O que a esquerda italiana não conseguira, coube à crise financeira europeia tornar realidade. A despeito das tentativas do Cavaliere Silvio Berlusconi de oferecer aos mercados as medidas de saneamento que reclamavam – a dívida italiana corresponde a pelo menos 121% do PIB – o seu retrospecto não induzia à necessária confiança.
Embora o tamanho da economia italiana tenda a incluí-la naqueles países demasiado grandes para cairem em bancarrota – tal seria o dúbio ‘privilégio’ de nações menores como Portugal e Irlanda -, devido a seus parâmetros negativos, as taxas de juros cobradas de seus títulos alcançam níveis escorchantes, o que claramente decorre mais da falta de segurança no que tange ao gestor, do que à própria economia.
Sobretudo em função dos últimos anos de sua liderança, Berlusconi é apresentado como personagem caricato, com ditos inconvenientes e fora de propósito, envolto em série de processos judiciais, cíveis e penais, em que suas práticas condenáveis e alegadas orgias vieram à lume. Aliando os traços histriônicos que se associam a personagens italianos – entre eles, Benito Mussolini – não devemos nos apressar nos anátemas, como se estivéssemos lidando com alguém fora de contexto.
Sem dúvida, Silvio Berlusconi não permaneceu dezessete anos no poder por acaso. Ingressa no mundo político italiano já como empresário bem-sucedido. Proprietário de várias redes privadas de televisão – a princípio com alcance nacional por uma série de truques e conivências -, o Cavalieri entrou na política com o hábito de costurar alianças com as novas forças egressas do esfacelamento da democracia cristã, diante do passamento do regime parlamentarista clássico, que se caracterizara pela instabilidade dos gabinetes.

——————

__Enunciado proposto 1__
No trecho sobre Berlusconi, a dívida italiana corresponde a pelo menos quanto do PIB?

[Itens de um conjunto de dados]
——————

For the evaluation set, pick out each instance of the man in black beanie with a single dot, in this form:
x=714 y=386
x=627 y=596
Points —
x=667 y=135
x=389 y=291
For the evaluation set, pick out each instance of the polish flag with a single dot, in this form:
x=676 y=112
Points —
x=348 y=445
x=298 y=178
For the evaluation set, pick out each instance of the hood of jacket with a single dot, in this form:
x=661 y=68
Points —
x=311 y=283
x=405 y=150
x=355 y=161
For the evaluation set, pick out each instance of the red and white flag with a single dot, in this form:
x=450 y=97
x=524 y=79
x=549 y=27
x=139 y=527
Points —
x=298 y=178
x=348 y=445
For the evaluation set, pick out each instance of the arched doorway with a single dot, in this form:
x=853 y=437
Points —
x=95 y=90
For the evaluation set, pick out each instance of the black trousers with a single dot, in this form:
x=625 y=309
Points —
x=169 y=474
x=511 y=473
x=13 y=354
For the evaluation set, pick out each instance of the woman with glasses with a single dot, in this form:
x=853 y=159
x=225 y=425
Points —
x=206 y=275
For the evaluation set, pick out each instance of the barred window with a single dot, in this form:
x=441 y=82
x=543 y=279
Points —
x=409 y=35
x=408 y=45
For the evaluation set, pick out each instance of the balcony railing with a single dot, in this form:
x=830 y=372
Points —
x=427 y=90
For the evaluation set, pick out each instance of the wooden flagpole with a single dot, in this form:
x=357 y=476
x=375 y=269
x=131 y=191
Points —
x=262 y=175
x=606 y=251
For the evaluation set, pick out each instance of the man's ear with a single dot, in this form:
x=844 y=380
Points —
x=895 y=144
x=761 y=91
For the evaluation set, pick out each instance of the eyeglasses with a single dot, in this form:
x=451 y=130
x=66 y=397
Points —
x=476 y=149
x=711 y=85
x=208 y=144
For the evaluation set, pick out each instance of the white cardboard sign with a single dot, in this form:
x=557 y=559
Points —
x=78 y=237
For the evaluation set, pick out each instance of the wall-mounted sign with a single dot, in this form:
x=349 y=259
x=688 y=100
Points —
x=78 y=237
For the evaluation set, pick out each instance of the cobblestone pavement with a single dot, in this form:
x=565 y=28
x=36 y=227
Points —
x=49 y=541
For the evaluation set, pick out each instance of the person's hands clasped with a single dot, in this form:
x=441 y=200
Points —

——————

__Enunciado proposto 2__
Por favor, reproduza sem alterações as linhas das entradas que começam na linha que contém "of the wall-mounted" e seguem até o fim das entradas, incluindo essa primeira e a última.

__Resposta completa 1__
A pelo menos 121% do PIB.

__Resposta completa 2__
For the evaluation set, pick out each instance of the wall-mounted sign with a single dot, in this form:
x=349 y=259
x=688 y=100
Points —
x=78 y=237
For the evaluation set, pick out each instance of the cobblestone pavement with a single dot, in this form:
x=565 y=28
x=36 y=227
Points —
x=49 y=541
For the evaluation set, pick out each instance of the person's hands clasped with a single dot, in this form:
x=441 y=200
Points —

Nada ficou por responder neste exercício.